- [TASK PROMPT]:
Can you reproduce everything in the listing from the line containing "indicate the outdoor sofa, one" down to its end, with each point coordinate in the answers shifted up by 136? Keep the requests as they stand and leave out the pictures.

- [RECORDS PROVIDED]:
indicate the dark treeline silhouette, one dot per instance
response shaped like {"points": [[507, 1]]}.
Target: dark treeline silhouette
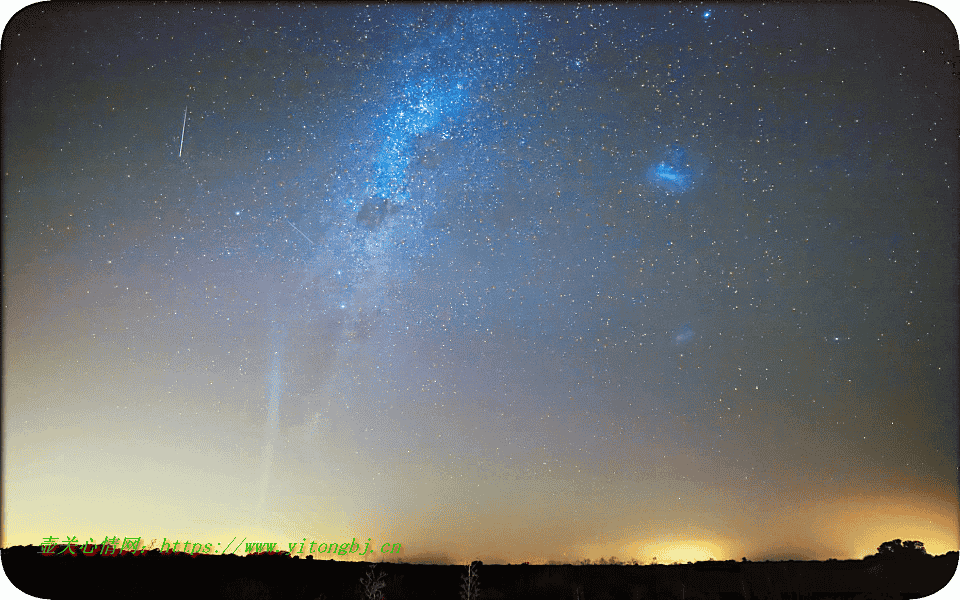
{"points": [[899, 570]]}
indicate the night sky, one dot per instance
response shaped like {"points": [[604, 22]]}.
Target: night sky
{"points": [[509, 283]]}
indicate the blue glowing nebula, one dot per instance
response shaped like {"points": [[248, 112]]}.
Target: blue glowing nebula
{"points": [[673, 175]]}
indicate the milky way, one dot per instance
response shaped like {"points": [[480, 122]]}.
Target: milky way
{"points": [[502, 282]]}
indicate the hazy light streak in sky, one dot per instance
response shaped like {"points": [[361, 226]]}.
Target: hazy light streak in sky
{"points": [[183, 130], [301, 233]]}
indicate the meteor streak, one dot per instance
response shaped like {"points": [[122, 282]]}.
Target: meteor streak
{"points": [[184, 130], [301, 233]]}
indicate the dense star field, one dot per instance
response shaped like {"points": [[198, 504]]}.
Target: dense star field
{"points": [[510, 283]]}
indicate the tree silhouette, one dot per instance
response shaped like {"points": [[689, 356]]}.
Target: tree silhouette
{"points": [[897, 549]]}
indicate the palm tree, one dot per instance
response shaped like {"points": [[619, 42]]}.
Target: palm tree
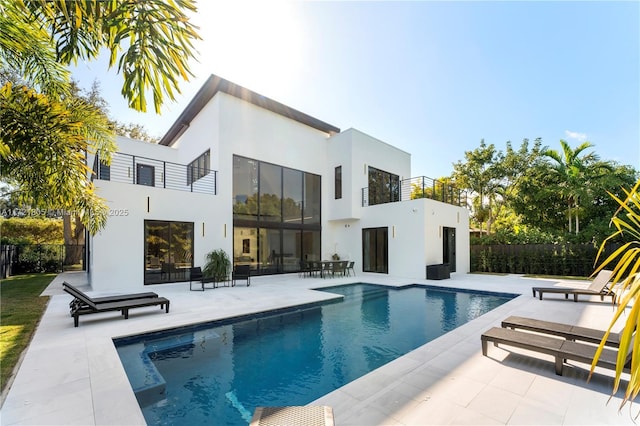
{"points": [[149, 41], [577, 175]]}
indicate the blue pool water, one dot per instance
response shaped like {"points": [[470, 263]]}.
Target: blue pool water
{"points": [[218, 373]]}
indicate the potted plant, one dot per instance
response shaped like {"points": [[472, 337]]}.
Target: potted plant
{"points": [[217, 266]]}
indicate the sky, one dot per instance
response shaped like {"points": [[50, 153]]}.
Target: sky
{"points": [[431, 78]]}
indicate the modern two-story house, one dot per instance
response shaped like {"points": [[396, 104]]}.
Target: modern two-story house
{"points": [[273, 187]]}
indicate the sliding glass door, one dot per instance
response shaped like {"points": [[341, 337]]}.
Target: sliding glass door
{"points": [[168, 251], [375, 250]]}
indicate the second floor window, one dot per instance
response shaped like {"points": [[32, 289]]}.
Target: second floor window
{"points": [[384, 187], [338, 183], [199, 167]]}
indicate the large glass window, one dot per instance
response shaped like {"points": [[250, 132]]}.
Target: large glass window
{"points": [[375, 250], [245, 188], [245, 246], [168, 251], [311, 207], [270, 206], [292, 195], [384, 187], [270, 255], [276, 216]]}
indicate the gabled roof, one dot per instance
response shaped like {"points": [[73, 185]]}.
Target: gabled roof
{"points": [[215, 84]]}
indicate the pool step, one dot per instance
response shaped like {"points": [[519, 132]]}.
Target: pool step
{"points": [[146, 381]]}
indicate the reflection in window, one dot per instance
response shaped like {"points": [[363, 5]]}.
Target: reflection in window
{"points": [[168, 251], [292, 196], [145, 175], [245, 188], [198, 168], [311, 208], [276, 216], [245, 246], [384, 187], [270, 206]]}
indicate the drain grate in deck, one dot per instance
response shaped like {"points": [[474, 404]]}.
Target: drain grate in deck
{"points": [[310, 415]]}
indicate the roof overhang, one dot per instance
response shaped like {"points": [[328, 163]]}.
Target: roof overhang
{"points": [[215, 84]]}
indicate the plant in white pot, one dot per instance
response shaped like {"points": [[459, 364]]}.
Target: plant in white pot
{"points": [[217, 266]]}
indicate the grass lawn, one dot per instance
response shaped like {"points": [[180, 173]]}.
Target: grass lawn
{"points": [[21, 308]]}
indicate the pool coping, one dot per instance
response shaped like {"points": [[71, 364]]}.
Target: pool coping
{"points": [[74, 376]]}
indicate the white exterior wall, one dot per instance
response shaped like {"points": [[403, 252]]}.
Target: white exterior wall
{"points": [[415, 234], [228, 126], [117, 252], [355, 152]]}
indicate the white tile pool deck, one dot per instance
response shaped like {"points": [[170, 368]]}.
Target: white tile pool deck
{"points": [[74, 376]]}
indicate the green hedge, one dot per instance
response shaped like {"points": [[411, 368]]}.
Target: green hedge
{"points": [[537, 259]]}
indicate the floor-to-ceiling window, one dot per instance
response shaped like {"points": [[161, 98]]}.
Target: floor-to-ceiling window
{"points": [[375, 250], [168, 251], [276, 216]]}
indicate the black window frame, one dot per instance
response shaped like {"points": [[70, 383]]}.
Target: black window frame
{"points": [[337, 183], [199, 168], [142, 166]]}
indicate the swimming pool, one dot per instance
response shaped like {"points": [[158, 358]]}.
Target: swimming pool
{"points": [[219, 372]]}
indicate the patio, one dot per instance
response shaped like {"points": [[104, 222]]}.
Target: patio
{"points": [[74, 376]]}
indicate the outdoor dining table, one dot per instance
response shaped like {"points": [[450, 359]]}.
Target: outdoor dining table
{"points": [[327, 266]]}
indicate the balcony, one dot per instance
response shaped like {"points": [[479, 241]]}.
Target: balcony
{"points": [[139, 170], [413, 188]]}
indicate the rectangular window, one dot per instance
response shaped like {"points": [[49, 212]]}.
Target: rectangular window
{"points": [[384, 187], [198, 168], [338, 183], [276, 216], [145, 175], [245, 188]]}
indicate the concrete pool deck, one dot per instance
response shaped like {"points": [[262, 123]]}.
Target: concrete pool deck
{"points": [[74, 376]]}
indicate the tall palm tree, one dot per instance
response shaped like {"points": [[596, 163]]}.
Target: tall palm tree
{"points": [[625, 263], [577, 174], [150, 43]]}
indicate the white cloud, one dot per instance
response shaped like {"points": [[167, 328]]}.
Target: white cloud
{"points": [[581, 137]]}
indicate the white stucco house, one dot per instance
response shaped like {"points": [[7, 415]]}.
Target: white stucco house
{"points": [[273, 187]]}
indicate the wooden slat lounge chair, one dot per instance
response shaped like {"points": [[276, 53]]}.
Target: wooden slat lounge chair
{"points": [[560, 349], [566, 331], [78, 295], [88, 306], [598, 287]]}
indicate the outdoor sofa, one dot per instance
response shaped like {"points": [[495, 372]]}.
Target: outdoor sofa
{"points": [[560, 349], [83, 304], [598, 287]]}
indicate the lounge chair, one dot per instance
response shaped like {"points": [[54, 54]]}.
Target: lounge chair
{"points": [[560, 349], [241, 272], [567, 331], [79, 296], [88, 306], [195, 275], [598, 287]]}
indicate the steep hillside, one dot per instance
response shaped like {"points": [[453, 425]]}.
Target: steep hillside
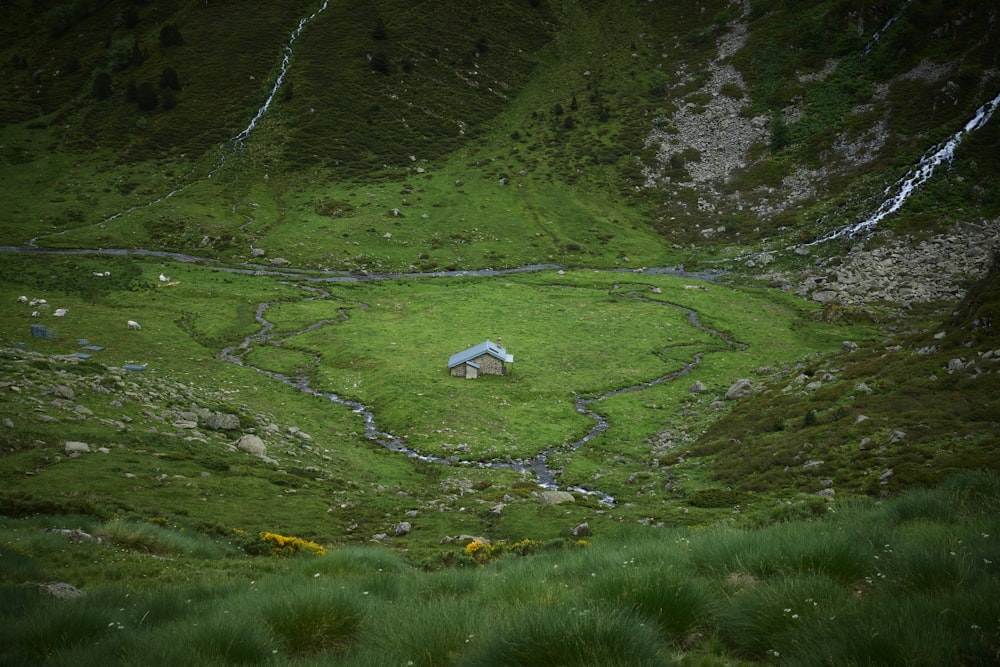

- [CORRECT RESPONSE]:
indicate the outdoor sofa, one dot per instance
response shaped like {"points": [[495, 372]]}.
Target: outdoor sofa
{"points": [[696, 485], [219, 440], [734, 423]]}
indicate the lounge chair, one dot per instance
response shaped like {"points": [[54, 54]]}.
Target: lounge chair
{"points": [[696, 485], [377, 408], [703, 467], [215, 432], [224, 442], [331, 411], [734, 423]]}
indicate the steep hillside, one dot per instance
response shaped like {"points": [[453, 425]]}.
Target: steep hillside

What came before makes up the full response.